Problem: Reproduce the hospital geothermal passage word for word from "March 19th, 2001" to "and summer extremes.".

Exercise passage:
————

March 19th, 2001

A project to enhance Great River Medical Center’s geothermal system began Saturday, March 10, and is expected to continue through June. Two well-drilling rigs will be working daily, punching 240 holes 270 feet deep into the earth. The project will add to the system’s already exemplary energy-efficiency and cost-saving capabilities.

“Our current energy cost per square foot falls in the lower fifth percentile,” the hospital’s Development Director Steve Leavitt said. “We’re very proud of the efficiency we already have, but the real experience of operating this facility through all seasons has given us a better idea of how it works and ways it can improve. The wells will allow us to even out the winter and summer extremes.

“When the well system becomes operational, we’ll have better abilities to maintain optimal operating efficiencies because the water temperature in the wells remains a constant 60 degrees,” Leavitt said.

Geothermal systems save energy. Instead of burning fuel, heat is exchanged from one source to another. Two 150-horsepower pumps push water through a looped piping system that extends from the building to the bottom of the 15-acre manmade lake. The 82 miles of closed pipes are filled with city water and an antibacterial additive. To heat the buildings, the pump moves heat energy from the lake into the building. To cool the building, the pump draws heat from the building and transfers it to the ground.

————

Referring expression pointing records
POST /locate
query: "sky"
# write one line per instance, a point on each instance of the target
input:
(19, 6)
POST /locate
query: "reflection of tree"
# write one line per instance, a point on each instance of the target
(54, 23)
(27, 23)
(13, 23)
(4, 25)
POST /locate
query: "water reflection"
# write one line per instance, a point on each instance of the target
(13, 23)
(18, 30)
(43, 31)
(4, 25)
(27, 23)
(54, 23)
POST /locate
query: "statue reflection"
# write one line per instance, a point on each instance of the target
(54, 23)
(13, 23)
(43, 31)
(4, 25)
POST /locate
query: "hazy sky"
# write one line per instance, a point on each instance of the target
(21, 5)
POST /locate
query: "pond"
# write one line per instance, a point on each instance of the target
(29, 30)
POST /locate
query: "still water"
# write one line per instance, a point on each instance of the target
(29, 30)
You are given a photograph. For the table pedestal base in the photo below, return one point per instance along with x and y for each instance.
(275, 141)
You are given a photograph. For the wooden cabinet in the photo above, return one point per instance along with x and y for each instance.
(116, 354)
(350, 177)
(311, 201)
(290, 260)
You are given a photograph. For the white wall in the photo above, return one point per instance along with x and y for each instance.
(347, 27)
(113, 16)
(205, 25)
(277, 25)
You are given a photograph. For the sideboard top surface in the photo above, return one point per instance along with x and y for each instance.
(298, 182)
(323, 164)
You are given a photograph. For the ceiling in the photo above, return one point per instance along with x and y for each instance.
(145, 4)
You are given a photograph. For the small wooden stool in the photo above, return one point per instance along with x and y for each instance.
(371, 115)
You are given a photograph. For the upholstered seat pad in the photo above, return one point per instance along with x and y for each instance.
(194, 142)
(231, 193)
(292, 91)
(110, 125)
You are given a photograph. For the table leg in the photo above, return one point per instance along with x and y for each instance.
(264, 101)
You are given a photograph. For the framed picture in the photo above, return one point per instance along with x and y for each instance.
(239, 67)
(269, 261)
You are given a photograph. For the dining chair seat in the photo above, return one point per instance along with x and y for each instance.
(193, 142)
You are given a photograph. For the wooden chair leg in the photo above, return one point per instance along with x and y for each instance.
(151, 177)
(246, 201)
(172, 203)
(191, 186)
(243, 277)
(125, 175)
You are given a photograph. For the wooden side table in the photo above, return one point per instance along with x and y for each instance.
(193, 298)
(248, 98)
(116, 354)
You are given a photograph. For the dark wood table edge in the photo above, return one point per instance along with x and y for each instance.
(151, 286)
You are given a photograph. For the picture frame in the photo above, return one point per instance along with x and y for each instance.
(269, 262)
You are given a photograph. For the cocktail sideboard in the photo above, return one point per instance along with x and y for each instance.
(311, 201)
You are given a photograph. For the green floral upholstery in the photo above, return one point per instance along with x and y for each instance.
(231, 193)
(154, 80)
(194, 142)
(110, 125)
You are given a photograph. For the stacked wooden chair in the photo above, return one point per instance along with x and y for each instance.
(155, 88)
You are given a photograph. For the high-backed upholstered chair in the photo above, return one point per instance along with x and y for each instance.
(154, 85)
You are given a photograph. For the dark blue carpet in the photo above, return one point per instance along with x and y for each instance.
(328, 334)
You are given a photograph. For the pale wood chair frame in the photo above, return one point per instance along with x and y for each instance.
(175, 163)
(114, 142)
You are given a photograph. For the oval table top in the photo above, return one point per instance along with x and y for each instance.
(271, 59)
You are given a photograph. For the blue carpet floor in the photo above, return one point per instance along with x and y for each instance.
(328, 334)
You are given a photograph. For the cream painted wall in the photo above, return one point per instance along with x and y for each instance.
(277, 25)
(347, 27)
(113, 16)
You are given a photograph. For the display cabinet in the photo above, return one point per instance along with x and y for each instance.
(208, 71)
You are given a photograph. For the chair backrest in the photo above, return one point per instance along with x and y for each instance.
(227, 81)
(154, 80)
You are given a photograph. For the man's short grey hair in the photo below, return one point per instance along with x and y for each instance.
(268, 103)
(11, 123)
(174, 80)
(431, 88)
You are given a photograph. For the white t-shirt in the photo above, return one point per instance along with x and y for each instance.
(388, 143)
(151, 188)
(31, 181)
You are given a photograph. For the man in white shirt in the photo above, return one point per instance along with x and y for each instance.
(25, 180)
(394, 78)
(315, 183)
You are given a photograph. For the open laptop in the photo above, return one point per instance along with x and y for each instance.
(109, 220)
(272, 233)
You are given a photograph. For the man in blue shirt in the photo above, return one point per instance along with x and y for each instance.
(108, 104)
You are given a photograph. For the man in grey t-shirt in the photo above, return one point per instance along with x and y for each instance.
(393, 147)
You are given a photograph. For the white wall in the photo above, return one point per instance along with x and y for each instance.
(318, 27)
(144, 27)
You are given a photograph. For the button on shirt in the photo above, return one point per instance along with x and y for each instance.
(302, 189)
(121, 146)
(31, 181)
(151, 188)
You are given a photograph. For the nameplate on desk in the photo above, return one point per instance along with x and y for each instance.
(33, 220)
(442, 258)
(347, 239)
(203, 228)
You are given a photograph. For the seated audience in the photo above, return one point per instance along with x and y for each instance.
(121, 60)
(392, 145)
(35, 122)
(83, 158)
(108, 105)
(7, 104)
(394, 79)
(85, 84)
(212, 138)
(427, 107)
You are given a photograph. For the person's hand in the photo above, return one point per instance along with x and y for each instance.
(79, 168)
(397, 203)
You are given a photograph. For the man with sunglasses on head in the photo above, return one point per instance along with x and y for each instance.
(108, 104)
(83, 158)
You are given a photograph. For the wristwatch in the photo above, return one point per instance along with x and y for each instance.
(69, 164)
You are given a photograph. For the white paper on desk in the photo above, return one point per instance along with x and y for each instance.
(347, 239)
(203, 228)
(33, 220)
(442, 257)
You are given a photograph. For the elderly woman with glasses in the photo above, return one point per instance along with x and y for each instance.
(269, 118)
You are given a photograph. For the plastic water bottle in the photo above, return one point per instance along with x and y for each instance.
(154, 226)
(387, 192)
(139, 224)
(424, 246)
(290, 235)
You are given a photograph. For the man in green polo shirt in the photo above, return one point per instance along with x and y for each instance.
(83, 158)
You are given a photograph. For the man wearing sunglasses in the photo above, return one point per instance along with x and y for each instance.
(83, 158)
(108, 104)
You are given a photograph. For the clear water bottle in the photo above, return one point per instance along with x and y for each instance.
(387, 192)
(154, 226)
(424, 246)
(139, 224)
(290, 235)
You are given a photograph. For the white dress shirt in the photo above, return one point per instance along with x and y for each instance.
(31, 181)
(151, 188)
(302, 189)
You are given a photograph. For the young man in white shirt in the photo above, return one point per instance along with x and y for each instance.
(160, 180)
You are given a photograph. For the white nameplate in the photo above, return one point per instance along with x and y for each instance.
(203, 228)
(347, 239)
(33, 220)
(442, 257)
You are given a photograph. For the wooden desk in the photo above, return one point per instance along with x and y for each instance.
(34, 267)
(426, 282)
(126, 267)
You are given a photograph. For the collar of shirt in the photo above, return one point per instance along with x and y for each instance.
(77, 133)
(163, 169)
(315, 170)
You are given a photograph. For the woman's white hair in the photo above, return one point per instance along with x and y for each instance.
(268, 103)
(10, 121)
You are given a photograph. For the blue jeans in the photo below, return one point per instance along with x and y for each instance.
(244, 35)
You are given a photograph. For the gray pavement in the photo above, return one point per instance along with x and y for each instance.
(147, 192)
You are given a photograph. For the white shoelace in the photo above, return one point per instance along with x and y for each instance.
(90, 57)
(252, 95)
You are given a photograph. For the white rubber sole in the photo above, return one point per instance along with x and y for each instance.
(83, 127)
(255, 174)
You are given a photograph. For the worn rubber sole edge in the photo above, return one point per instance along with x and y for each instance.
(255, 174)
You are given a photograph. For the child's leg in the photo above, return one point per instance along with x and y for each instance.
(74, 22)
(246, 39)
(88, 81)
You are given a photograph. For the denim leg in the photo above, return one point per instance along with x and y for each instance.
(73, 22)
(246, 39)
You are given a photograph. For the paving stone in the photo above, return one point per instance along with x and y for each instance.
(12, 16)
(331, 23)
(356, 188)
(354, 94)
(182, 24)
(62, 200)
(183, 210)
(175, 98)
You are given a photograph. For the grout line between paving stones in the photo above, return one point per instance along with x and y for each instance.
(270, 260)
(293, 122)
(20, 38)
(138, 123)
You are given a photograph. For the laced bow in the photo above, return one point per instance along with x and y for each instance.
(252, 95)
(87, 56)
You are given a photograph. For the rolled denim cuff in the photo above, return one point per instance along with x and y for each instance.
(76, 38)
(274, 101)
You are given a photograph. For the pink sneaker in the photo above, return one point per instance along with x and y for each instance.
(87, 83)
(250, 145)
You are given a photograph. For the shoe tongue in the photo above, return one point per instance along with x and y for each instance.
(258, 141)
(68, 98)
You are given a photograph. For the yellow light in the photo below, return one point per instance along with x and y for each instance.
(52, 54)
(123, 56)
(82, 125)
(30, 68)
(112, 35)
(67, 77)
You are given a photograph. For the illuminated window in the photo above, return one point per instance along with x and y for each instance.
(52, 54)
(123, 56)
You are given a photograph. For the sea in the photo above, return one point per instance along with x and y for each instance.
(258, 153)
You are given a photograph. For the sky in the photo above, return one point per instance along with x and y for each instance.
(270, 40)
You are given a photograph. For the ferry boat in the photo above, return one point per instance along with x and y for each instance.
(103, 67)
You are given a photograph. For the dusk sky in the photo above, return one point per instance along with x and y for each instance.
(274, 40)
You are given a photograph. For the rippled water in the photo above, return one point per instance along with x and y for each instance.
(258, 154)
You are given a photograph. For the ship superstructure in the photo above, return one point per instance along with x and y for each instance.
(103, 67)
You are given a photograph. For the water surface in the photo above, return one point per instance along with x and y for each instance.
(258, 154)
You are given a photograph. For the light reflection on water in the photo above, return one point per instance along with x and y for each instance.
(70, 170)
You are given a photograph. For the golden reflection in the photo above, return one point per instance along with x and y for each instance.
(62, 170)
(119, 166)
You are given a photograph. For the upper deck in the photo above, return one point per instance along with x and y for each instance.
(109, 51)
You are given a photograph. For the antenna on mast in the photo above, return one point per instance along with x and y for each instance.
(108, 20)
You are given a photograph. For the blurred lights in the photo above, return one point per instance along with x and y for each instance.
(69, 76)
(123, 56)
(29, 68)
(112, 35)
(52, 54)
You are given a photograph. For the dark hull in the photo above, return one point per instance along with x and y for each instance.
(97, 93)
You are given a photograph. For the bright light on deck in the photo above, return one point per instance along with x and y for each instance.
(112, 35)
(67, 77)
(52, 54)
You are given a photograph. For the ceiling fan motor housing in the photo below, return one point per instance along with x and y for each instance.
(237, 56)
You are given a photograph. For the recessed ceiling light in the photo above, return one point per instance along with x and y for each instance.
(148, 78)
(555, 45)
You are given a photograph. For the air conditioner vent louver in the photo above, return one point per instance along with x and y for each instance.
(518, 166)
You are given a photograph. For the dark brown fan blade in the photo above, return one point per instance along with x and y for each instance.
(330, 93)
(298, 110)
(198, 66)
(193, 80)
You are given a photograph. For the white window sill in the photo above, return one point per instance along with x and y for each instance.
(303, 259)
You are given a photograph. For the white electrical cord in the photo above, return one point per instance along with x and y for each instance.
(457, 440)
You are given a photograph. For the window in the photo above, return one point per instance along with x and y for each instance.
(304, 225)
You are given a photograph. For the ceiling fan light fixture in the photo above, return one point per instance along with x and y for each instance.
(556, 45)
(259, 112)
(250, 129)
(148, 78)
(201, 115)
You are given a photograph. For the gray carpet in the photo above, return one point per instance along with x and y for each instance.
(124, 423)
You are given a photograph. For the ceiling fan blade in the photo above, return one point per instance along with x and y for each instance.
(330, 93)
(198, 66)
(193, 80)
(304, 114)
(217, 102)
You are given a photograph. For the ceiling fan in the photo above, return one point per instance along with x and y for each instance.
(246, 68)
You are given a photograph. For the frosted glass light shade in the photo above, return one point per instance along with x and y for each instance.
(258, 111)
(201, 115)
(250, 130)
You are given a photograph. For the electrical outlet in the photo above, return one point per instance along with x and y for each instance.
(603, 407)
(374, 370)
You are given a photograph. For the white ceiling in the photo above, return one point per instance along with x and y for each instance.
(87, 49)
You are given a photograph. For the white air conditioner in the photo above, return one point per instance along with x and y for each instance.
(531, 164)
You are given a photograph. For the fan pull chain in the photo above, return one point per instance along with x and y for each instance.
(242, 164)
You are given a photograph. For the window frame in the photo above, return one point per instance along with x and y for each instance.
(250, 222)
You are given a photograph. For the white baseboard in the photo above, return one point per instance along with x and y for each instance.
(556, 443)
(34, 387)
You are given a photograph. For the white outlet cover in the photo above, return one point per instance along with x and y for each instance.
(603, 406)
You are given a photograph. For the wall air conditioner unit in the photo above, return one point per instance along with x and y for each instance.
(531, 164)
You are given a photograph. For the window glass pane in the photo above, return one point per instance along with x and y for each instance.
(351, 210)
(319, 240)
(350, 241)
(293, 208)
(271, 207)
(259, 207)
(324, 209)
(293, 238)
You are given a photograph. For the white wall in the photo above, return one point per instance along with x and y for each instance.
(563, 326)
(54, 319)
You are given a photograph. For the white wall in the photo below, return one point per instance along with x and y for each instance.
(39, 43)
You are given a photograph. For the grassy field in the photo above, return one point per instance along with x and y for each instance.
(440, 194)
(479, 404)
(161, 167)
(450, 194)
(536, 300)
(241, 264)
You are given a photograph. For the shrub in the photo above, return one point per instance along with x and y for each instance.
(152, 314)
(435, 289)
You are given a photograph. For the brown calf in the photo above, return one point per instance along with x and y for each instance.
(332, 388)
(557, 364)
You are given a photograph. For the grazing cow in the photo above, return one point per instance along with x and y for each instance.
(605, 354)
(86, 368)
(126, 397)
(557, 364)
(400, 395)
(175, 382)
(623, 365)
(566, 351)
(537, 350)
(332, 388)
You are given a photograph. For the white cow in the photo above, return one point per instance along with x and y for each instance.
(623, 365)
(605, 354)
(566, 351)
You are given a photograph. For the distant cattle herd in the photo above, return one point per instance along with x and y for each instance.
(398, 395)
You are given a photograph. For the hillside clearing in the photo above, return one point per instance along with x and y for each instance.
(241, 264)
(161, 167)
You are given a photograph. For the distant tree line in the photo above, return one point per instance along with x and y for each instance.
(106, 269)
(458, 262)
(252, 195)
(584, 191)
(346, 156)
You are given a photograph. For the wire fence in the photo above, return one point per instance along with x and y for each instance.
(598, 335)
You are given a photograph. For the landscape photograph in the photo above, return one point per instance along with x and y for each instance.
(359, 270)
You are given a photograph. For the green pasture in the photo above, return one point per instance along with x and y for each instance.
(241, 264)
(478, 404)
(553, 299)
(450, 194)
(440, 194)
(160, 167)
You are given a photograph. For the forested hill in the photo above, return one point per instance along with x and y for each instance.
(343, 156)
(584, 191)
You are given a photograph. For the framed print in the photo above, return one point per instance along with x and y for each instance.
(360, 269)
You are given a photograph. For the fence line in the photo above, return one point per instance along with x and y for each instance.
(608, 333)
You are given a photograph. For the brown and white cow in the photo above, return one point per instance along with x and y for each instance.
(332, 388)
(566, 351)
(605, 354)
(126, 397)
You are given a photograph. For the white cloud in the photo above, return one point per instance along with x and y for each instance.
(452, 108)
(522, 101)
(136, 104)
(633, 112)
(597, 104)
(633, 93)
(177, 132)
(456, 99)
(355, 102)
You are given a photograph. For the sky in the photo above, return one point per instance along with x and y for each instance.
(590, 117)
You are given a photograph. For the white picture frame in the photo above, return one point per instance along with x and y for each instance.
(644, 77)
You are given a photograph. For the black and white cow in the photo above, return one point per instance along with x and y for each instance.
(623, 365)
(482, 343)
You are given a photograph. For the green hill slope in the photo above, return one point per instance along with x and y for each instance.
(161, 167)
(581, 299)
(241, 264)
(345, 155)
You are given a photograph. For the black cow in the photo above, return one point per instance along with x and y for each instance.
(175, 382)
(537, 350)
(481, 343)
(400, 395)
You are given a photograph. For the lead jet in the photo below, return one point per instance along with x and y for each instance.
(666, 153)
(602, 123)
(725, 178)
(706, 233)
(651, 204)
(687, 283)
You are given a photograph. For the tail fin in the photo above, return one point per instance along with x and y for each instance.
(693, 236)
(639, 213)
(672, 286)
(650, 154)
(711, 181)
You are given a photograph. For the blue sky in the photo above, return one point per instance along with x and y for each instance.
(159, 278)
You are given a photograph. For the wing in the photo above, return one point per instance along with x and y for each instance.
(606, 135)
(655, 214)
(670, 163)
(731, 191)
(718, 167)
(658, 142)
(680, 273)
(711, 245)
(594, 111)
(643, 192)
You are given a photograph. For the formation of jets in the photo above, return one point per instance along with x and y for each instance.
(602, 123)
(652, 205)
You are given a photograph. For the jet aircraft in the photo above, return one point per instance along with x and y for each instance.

————

Response to the task:
March 19th, 2001

A project to enhance Great River Medical Center’s geothermal system began Saturday, March 10, and is expected to continue through June. Two well-drilling rigs will be working daily, punching 240 holes 270 feet deep into the earth. The project will add to the system’s already exemplary energy-efficiency and cost-saving capabilities.

“Our current energy cost per square foot falls in the lower fifth percentile,” the hospital’s Development Director Steve Leavitt said. “We’re very proud of the efficiency we already have, but the real experience of operating this facility through all seasons has given us a better idea of how it works and ways it can improve. The wells will allow us to even out the winter and summer extremes.